> EXERCISE TASK:
Retype the passage on Conrad's election as a Society of Rheology Fellow, starting with "After completing her" and going on through "the Society’s focus.".

> TEXT:
##############################
Conrad said she was excited to be elected as a Fellow, given how significant the society has been in her professional development.
“The Society of Rheology has been important to me in my professional development. It was the first professional organization that invited me to give a talk after I started my faculty position at UH in 2010,” she said. “I regularly attend their meetings and have served in a variety of roles – from organizing and chairing sessions to participating in educational and outreach efforts. Some highlights include participating in demonstrations at area museums during the annual society meeting.”
Conrad added, “I was also a member of the local organizing committee when the annual meeting was held in Houston in 2018. I also regularly review for the society’s journal, the Journal of Rheology. I just had a collaborative paper accepted there with ChBE professor Jeremy Palmer and others.”
After completing her doctorate degree and while looking for faculty positions, Conrad said that her research plans nicely intersected with the Society’s focus.
##############################
> DATA SEGMENT:
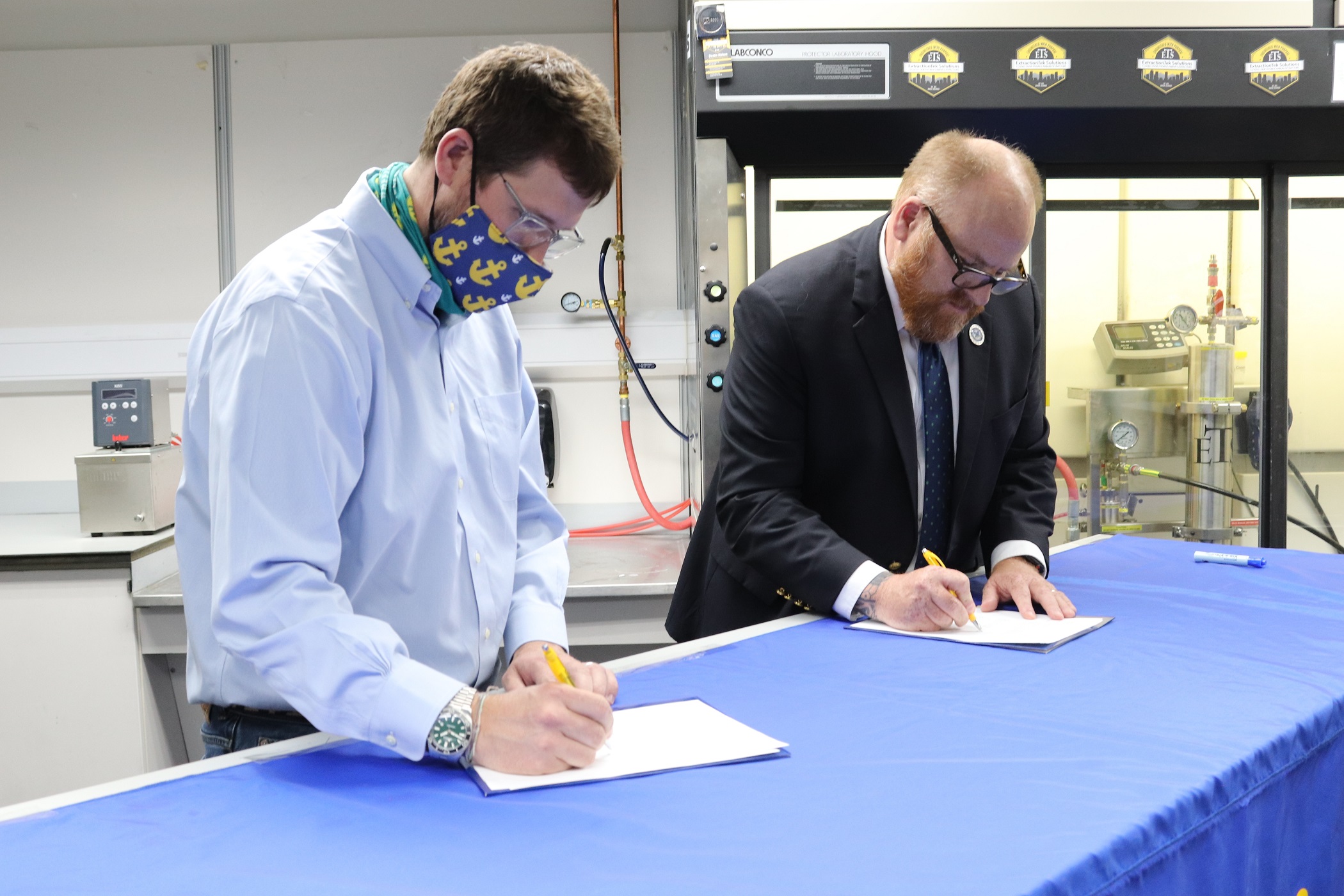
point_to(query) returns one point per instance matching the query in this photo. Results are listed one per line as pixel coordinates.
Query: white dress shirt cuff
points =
##############################
> FINAL RESULT:
After completing her doctorate degree and while looking for faculty positions, Conrad said that her research plans nicely intersected with the Society’s focus.